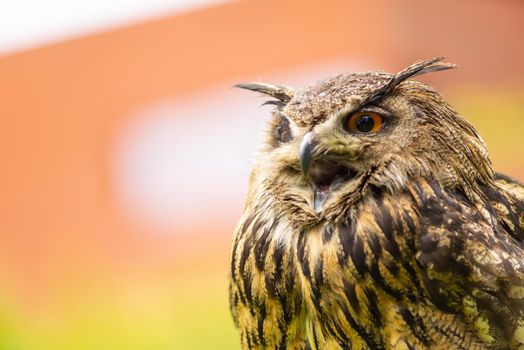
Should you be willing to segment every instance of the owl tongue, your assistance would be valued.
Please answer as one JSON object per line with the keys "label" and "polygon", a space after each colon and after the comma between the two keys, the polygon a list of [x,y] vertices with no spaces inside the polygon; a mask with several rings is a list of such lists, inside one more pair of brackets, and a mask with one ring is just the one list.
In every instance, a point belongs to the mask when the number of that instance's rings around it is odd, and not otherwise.
{"label": "owl tongue", "polygon": [[308,175],[314,192],[313,207],[320,213],[331,192],[352,178],[354,173],[339,162],[319,159],[312,162]]}
{"label": "owl tongue", "polygon": [[322,211],[322,206],[324,205],[324,202],[329,196],[329,188],[327,190],[317,190],[315,189],[313,192],[313,209],[315,209],[315,213],[320,213]]}

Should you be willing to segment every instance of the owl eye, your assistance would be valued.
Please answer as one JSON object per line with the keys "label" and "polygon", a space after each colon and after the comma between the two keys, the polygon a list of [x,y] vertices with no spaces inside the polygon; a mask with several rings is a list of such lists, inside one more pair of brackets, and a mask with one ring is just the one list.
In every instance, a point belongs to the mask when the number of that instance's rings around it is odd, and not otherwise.
{"label": "owl eye", "polygon": [[277,125],[275,131],[280,142],[289,142],[293,138],[291,128],[289,127],[289,120],[285,117],[280,117],[280,123]]}
{"label": "owl eye", "polygon": [[350,132],[375,133],[382,129],[382,116],[375,112],[355,112],[344,121],[344,128]]}

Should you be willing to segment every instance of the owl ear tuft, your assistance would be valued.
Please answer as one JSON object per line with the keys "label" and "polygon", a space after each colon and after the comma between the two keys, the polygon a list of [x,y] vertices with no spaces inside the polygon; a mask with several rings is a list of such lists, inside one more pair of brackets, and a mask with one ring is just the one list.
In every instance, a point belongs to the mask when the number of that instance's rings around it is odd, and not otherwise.
{"label": "owl ear tuft", "polygon": [[395,87],[397,87],[397,85],[409,78],[413,78],[426,73],[438,72],[441,70],[453,69],[458,67],[456,64],[453,63],[440,62],[444,58],[445,57],[435,57],[430,58],[428,60],[415,62],[406,69],[403,69],[397,74],[393,75],[386,84],[379,87],[370,95],[368,95],[361,104],[364,105],[388,95],[393,91],[393,89],[395,89]]}
{"label": "owl ear tuft", "polygon": [[277,100],[287,103],[293,98],[294,91],[290,87],[283,86],[283,85],[271,85],[271,84],[265,84],[265,83],[242,83],[242,84],[236,84],[235,87],[261,92],[263,94],[269,95],[271,97],[276,98]]}

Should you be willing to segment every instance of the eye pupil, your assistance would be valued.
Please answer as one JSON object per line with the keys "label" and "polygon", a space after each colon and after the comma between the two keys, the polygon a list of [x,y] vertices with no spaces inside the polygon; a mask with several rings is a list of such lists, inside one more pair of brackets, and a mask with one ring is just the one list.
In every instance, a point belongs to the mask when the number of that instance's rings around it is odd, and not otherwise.
{"label": "eye pupil", "polygon": [[358,131],[369,132],[375,127],[375,120],[371,116],[364,114],[357,119],[355,124]]}

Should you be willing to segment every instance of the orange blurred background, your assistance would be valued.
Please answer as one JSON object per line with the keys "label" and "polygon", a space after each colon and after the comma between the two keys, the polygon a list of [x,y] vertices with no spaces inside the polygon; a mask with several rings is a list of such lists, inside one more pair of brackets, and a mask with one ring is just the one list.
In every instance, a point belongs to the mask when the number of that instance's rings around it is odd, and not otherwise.
{"label": "orange blurred background", "polygon": [[231,89],[424,76],[524,180],[524,3],[231,1],[0,56],[0,349],[238,348],[228,255],[269,110]]}

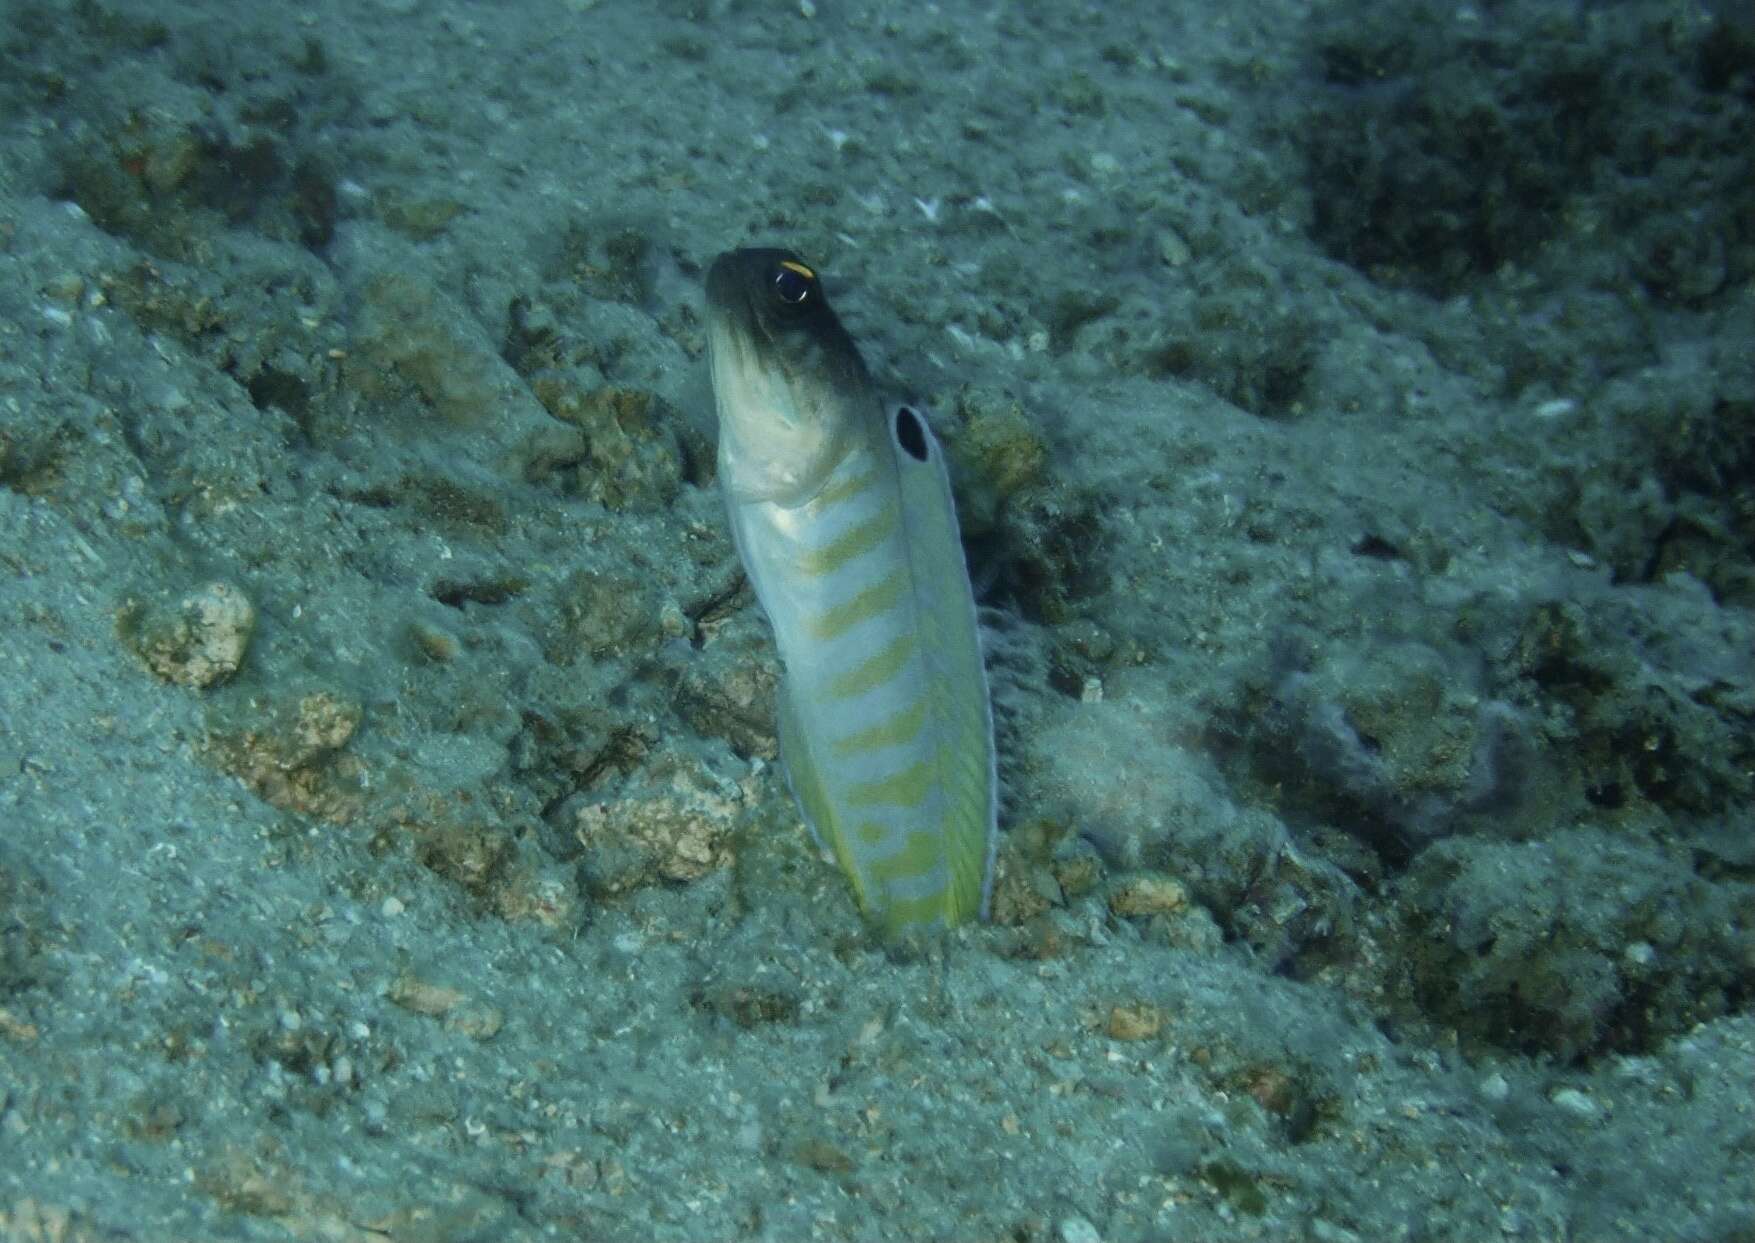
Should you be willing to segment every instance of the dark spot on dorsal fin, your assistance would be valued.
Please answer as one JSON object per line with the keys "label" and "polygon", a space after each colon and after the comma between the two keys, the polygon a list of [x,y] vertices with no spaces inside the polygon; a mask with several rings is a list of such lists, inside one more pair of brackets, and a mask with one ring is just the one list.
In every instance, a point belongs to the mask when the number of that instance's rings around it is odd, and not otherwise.
{"label": "dark spot on dorsal fin", "polygon": [[896,443],[916,462],[926,461],[926,428],[907,406],[896,407]]}

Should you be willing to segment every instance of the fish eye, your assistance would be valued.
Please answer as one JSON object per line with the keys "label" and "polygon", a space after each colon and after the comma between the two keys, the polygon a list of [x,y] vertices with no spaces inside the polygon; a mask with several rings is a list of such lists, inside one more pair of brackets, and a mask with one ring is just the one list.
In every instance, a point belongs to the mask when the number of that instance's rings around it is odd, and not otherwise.
{"label": "fish eye", "polygon": [[769,287],[782,307],[797,310],[810,301],[810,290],[816,283],[816,275],[804,264],[784,259],[774,269],[774,278]]}

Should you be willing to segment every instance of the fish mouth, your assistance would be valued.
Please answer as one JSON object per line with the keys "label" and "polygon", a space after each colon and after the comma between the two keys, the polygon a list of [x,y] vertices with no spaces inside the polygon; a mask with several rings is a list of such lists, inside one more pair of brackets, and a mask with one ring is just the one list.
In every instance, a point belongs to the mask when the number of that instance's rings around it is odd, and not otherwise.
{"label": "fish mouth", "polygon": [[783,259],[796,262],[791,252],[783,250],[728,250],[714,259],[707,270],[709,329],[740,338],[746,347],[772,349],[775,334],[761,303],[767,293],[767,273]]}
{"label": "fish mouth", "polygon": [[801,503],[851,445],[864,364],[790,251],[725,252],[706,294],[722,486],[740,502]]}
{"label": "fish mouth", "polygon": [[[715,391],[765,390],[806,410],[857,409],[872,393],[853,338],[823,293],[816,270],[790,250],[751,247],[713,260],[706,280],[707,350]],[[723,385],[723,387],[722,387]],[[770,403],[775,404],[775,403]]]}
{"label": "fish mouth", "polygon": [[790,250],[728,250],[707,271],[707,321],[742,339],[764,366],[814,372],[844,390],[869,377],[853,338],[830,308],[816,269]]}
{"label": "fish mouth", "polygon": [[742,279],[738,253],[725,251],[707,269],[707,316],[711,320],[744,322],[751,318],[749,285]]}

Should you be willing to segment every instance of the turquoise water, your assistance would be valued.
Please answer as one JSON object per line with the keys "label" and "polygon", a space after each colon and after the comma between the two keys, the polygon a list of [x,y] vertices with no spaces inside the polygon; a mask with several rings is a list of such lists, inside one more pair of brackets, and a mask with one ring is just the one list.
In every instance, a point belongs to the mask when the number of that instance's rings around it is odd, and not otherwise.
{"label": "turquoise water", "polygon": [[[0,1238],[1748,1238],[1737,6],[0,7]],[[700,280],[955,467],[776,762]]]}

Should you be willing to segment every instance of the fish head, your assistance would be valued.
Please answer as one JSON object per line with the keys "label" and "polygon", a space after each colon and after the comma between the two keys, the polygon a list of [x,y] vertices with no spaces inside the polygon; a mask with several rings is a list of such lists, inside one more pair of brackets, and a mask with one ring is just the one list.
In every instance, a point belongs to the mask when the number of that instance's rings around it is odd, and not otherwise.
{"label": "fish head", "polygon": [[794,506],[822,488],[876,397],[815,269],[787,250],[729,250],[707,273],[720,484]]}

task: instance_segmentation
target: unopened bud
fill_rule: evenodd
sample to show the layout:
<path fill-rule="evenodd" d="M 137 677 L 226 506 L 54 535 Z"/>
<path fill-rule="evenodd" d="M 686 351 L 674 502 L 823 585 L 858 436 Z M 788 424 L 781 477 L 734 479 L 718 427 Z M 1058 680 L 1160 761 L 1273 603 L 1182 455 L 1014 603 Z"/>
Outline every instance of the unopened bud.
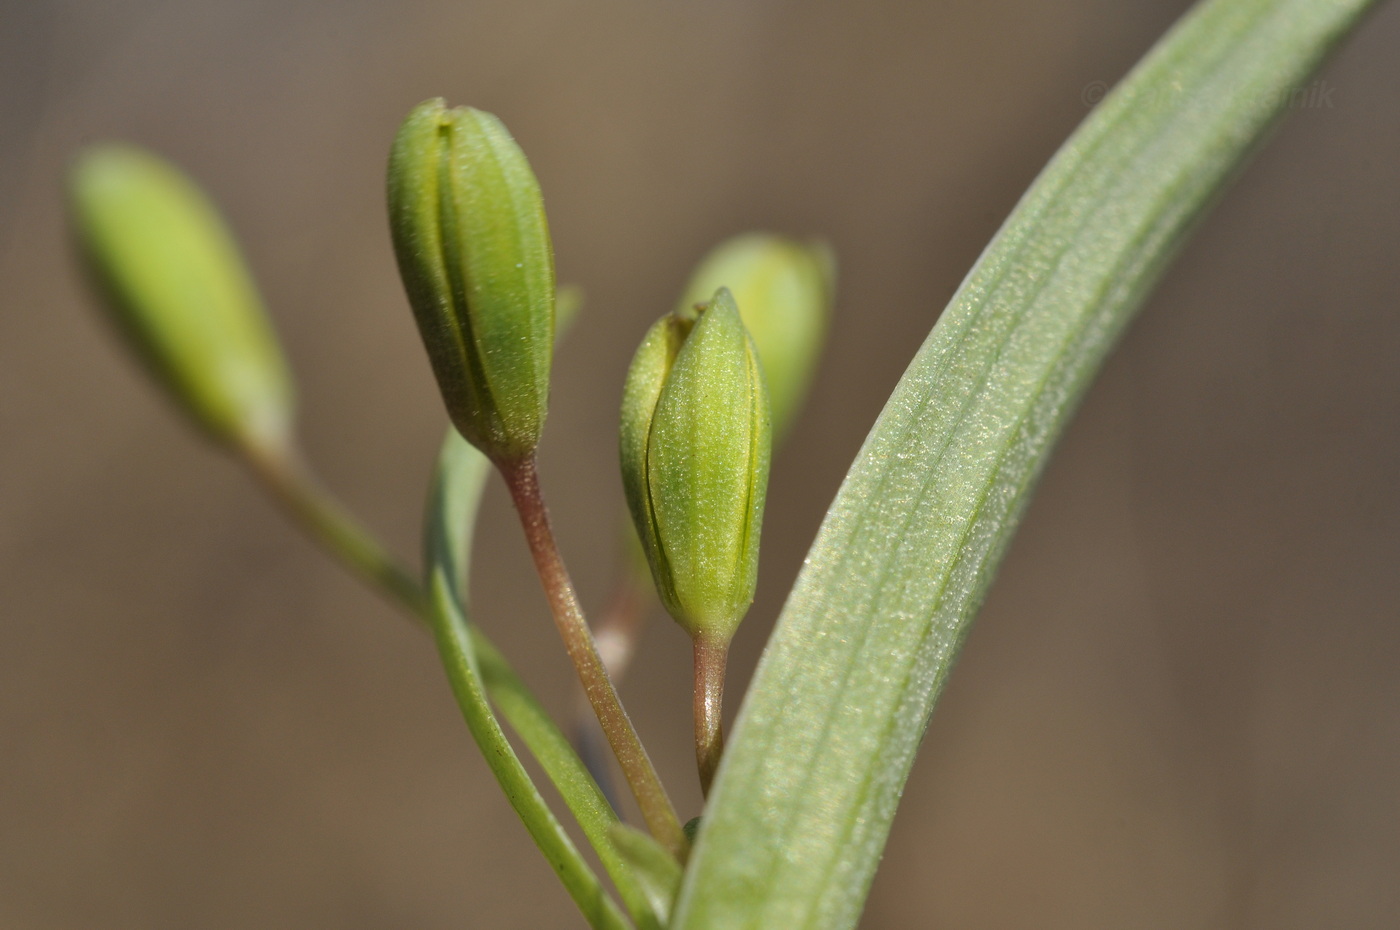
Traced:
<path fill-rule="evenodd" d="M 528 456 L 549 400 L 555 290 L 525 154 L 489 113 L 420 104 L 389 156 L 389 223 L 452 422 L 497 462 Z"/>
<path fill-rule="evenodd" d="M 745 233 L 716 246 L 691 276 L 682 308 L 729 288 L 758 347 L 773 407 L 774 441 L 802 407 L 826 339 L 835 260 L 818 243 Z"/>
<path fill-rule="evenodd" d="M 233 236 L 204 193 L 149 152 L 101 145 L 74 168 L 71 208 L 94 282 L 175 400 L 222 441 L 285 447 L 291 378 Z"/>
<path fill-rule="evenodd" d="M 663 317 L 623 389 L 628 507 L 662 603 L 727 641 L 753 602 L 772 424 L 753 341 L 729 291 Z"/>

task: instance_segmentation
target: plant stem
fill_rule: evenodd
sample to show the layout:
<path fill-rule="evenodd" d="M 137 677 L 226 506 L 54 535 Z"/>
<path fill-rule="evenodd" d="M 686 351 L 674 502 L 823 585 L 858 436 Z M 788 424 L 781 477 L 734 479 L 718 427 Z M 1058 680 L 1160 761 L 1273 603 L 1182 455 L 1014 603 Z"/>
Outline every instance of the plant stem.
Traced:
<path fill-rule="evenodd" d="M 637 641 L 646 626 L 647 606 L 650 603 L 648 593 L 648 588 L 638 584 L 637 573 L 624 566 L 613 587 L 608 607 L 603 612 L 603 619 L 593 634 L 598 657 L 603 660 L 603 668 L 607 669 L 614 686 L 627 674 L 632 656 L 637 652 Z M 607 751 L 602 745 L 603 732 L 598 729 L 598 721 L 593 716 L 587 695 L 579 694 L 578 705 L 574 712 L 574 746 L 604 796 L 613 807 L 617 807 Z"/>
<path fill-rule="evenodd" d="M 554 614 L 554 624 L 564 640 L 564 648 L 578 672 L 583 692 L 593 712 L 603 727 L 618 765 L 632 789 L 632 796 L 641 808 L 642 819 L 657 842 L 665 846 L 678 860 L 684 860 L 686 852 L 685 834 L 681 831 L 680 819 L 656 769 L 647 756 L 642 741 L 637 736 L 632 721 L 627 717 L 622 702 L 618 700 L 612 679 L 598 657 L 593 634 L 584 619 L 579 606 L 578 595 L 573 582 L 569 580 L 568 569 L 559 554 L 559 546 L 554 539 L 554 530 L 549 524 L 549 512 L 540 496 L 539 473 L 533 455 L 515 463 L 497 463 L 511 500 L 520 515 L 520 525 L 525 531 L 525 539 L 530 546 L 530 554 L 535 560 L 535 570 L 539 573 L 549 600 L 550 612 Z"/>
<path fill-rule="evenodd" d="M 700 791 L 707 798 L 724 754 L 724 669 L 728 662 L 728 640 L 703 634 L 695 637 L 695 764 L 700 769 Z"/>
<path fill-rule="evenodd" d="M 370 587 L 423 620 L 427 602 L 422 587 L 321 487 L 294 449 L 244 451 L 244 461 L 253 474 L 307 533 Z"/>

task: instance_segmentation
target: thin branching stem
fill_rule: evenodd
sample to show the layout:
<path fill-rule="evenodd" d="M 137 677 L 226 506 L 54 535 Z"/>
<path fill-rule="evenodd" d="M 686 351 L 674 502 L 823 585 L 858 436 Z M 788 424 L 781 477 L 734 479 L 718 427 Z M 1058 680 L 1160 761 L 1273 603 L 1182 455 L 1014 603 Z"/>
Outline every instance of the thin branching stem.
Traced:
<path fill-rule="evenodd" d="M 428 605 L 422 586 L 321 486 L 295 450 L 248 450 L 244 461 L 313 539 L 371 588 L 401 604 L 416 620 L 426 622 Z"/>
<path fill-rule="evenodd" d="M 637 572 L 624 565 L 618 572 L 608 606 L 593 634 L 594 642 L 598 645 L 598 656 L 603 660 L 603 668 L 607 669 L 614 686 L 622 683 L 632 664 L 632 657 L 637 654 L 637 643 L 646 629 L 647 608 L 652 601 L 651 579 L 639 578 Z M 612 772 L 608 766 L 609 750 L 604 746 L 603 731 L 598 729 L 588 696 L 582 691 L 577 703 L 573 722 L 574 746 L 598 787 L 616 807 L 617 795 L 613 789 Z"/>
<path fill-rule="evenodd" d="M 607 669 L 603 667 L 573 582 L 569 579 L 568 569 L 559 553 L 554 530 L 549 523 L 549 512 L 540 495 L 539 472 L 534 456 L 516 463 L 498 464 L 498 467 L 520 515 L 520 525 L 525 531 L 535 569 L 549 600 L 554 624 L 578 672 L 584 694 L 588 696 L 603 734 L 617 757 L 623 777 L 627 779 L 632 796 L 641 809 L 642 819 L 657 842 L 678 859 L 684 859 L 687 844 L 676 809 L 618 699 Z"/>

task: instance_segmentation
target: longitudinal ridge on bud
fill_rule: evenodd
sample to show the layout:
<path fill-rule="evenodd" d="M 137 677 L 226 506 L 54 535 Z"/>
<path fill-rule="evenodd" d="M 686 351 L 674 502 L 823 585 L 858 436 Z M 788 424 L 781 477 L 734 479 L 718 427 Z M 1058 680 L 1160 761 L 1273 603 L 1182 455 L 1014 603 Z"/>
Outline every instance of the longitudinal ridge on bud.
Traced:
<path fill-rule="evenodd" d="M 707 795 L 724 749 L 729 642 L 758 582 L 772 441 L 758 350 L 729 290 L 658 320 L 623 388 L 622 480 L 657 593 L 694 644 Z"/>
<path fill-rule="evenodd" d="M 753 601 L 771 444 L 729 291 L 657 321 L 623 389 L 623 485 L 662 603 L 692 636 L 727 640 Z"/>
<path fill-rule="evenodd" d="M 504 124 L 428 100 L 389 156 L 399 273 L 453 424 L 498 463 L 539 443 L 554 252 L 539 183 Z"/>

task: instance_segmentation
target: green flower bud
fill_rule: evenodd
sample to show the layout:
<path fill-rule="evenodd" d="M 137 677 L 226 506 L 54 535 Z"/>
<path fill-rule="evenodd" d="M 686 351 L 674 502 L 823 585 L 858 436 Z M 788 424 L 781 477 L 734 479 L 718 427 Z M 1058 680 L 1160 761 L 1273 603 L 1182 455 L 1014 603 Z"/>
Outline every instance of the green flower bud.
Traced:
<path fill-rule="evenodd" d="M 692 636 L 727 641 L 753 602 L 771 443 L 729 291 L 652 326 L 623 389 L 623 484 L 661 601 Z"/>
<path fill-rule="evenodd" d="M 389 156 L 399 274 L 458 431 L 497 462 L 531 454 L 554 348 L 554 253 L 525 154 L 496 117 L 419 104 Z"/>
<path fill-rule="evenodd" d="M 92 279 L 157 379 L 217 439 L 285 447 L 291 378 L 214 205 L 174 166 L 124 145 L 83 153 L 70 194 Z"/>
<path fill-rule="evenodd" d="M 573 329 L 574 320 L 583 312 L 583 288 L 577 284 L 560 285 L 554 292 L 554 341 L 563 342 Z"/>
<path fill-rule="evenodd" d="M 758 346 L 773 434 L 781 441 L 802 407 L 826 339 L 836 264 L 825 245 L 746 233 L 714 248 L 691 276 L 680 306 L 727 287 Z"/>

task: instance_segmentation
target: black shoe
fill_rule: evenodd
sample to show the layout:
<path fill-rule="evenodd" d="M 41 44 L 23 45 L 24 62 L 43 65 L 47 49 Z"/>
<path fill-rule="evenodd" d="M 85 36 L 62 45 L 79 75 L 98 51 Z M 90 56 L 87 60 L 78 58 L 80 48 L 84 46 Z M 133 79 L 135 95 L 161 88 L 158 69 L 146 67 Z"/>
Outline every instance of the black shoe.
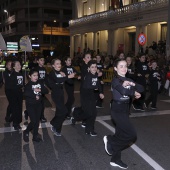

****

What to produce: Write out, exactly, the lines of the material from the very first through the line containing "owl eye, your assistance would be valued.", and leave out every picture.

Worked solution:
Should you be willing to segment every instance of the owl tongue, your assistance would be valued.
Please answer as one JSON object per line with the keys "label" and "polygon", a space after each colon and after the comma between the two keys, the polygon a list of [x,y] vertices with no spaces inside the polygon; a mask with several rings is a list of such lists, inside one more pair of brackets, and a mask with one ring is just the one list.
In every instance, a point belongs to the mask when the number of that instance's rings around it is odd, and not otherwise.
{"label": "owl tongue", "polygon": [[308,175],[314,192],[313,207],[320,213],[331,192],[352,178],[354,173],[339,162],[319,159],[312,162]]}
{"label": "owl tongue", "polygon": [[322,211],[322,206],[324,205],[324,202],[329,196],[329,188],[327,190],[317,190],[315,189],[313,192],[313,209],[315,209],[315,213],[320,213]]}

Should you be willing to segment every instance of the owl eye, your assistance would be valued.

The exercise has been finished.